- Passage shown
A Blue Exorcist, Take Two

 

The old “Ao no Exorcist” series started off with quite a bit of potential, but then caught up to its manga counterpart and deviated from the plotline, losing its way in the process.  It started too soon, and 26 episodes later, it ended on an unfulfilled, middling note, leaving many plotlines hanging and a door open for a sequel.  Overall, the series was average, as it didn’t bring anything new to the table but was still well-made enough to earn consideration as a show to watch.  I did not watch the movie, as I was told it utilized a completely different timeline and have only the characters stay true to the story.  However, this new series, known as “Ao no Exorcist: Kyoto Fujouou-hen,” would be different, as it continued on the main plotline and despite being a mere 12 episodes, had much more potential compared to a movie that would be at most 120 minutes.  Does this series put the luster back into the franchise?

 

“Ao no Exorcist: Kyoto Fujouou-hen” starts off right where the former series had ended, after Rin has been put basically on probationary demon-watch.  He and his group have been called into action to assist the Kyoto branch of True Cross Academy after attempts were made to steal one of their guarded relics, the “Right Eye of the Impure King.”  However, the lingering effects of Rin’s trial make themselves known immediately.  Rin is shunned by nearly every one of his classmates and fellow exorcists, blamed for injuries, damages, and death due to his demon heritage.  His younger brother Yukio is only faring slightly better, having to deal with his own half-demon heritage and motivations behind why he works so hard for so little return.  Yukio’s frustrations are stroked by the quite generic main villain, Saburota Todo, whose sadistic smile permeates through every scene as his plan goes into action.  The series tries to use the slow rate at which Todo executes his plan and his enigmatic, taunting dialogue as a way to worm its way into the viewers’ minds, but he is too generic and shallow a character to evoke too much fear.  Todo also comes off as too apathetic to be considered vengeful against the exorcists, and the sluggish increase in his level of evilness exacerbates his character’s low development, already stunted due to the series’ 12-episode length.

- Instructions for the task
Answer these from the review of the anime:
(a) How many episodes did the old series run?
(b) What relic did someone try to steal from the Kyoto branch?
(c) Who is the main villain of the new series?
The lines further down play no part in this exercise.

- Provided material

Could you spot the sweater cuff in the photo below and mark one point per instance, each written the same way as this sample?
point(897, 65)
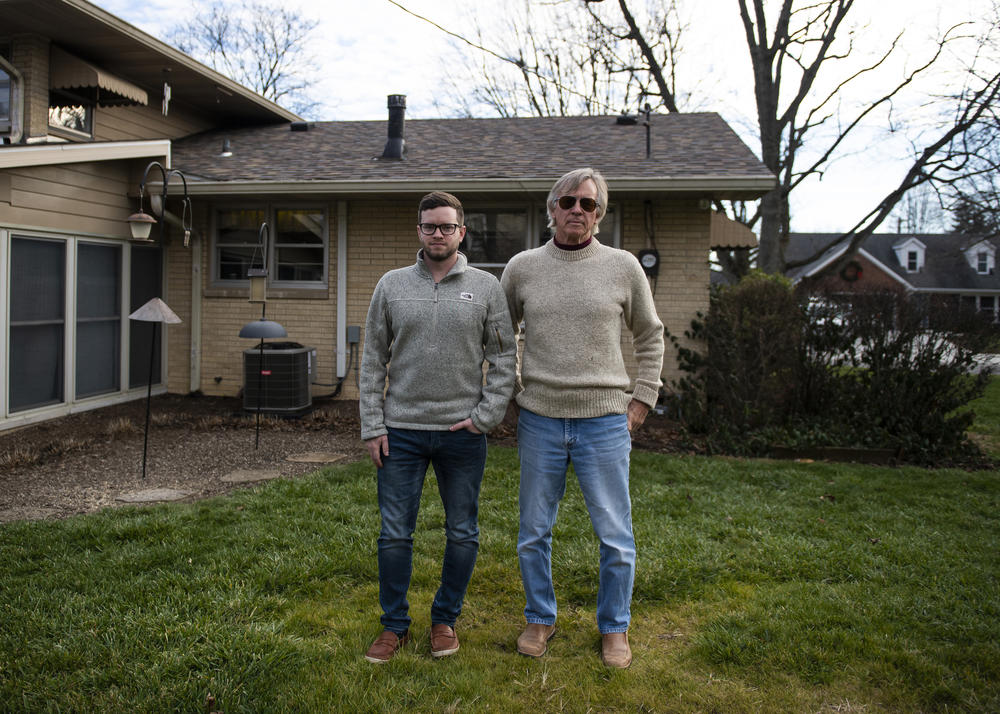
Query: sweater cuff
point(644, 394)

- Complete response
(a) 26
(b) The "Right Eye of the Impure King"
(c) Saburota Todo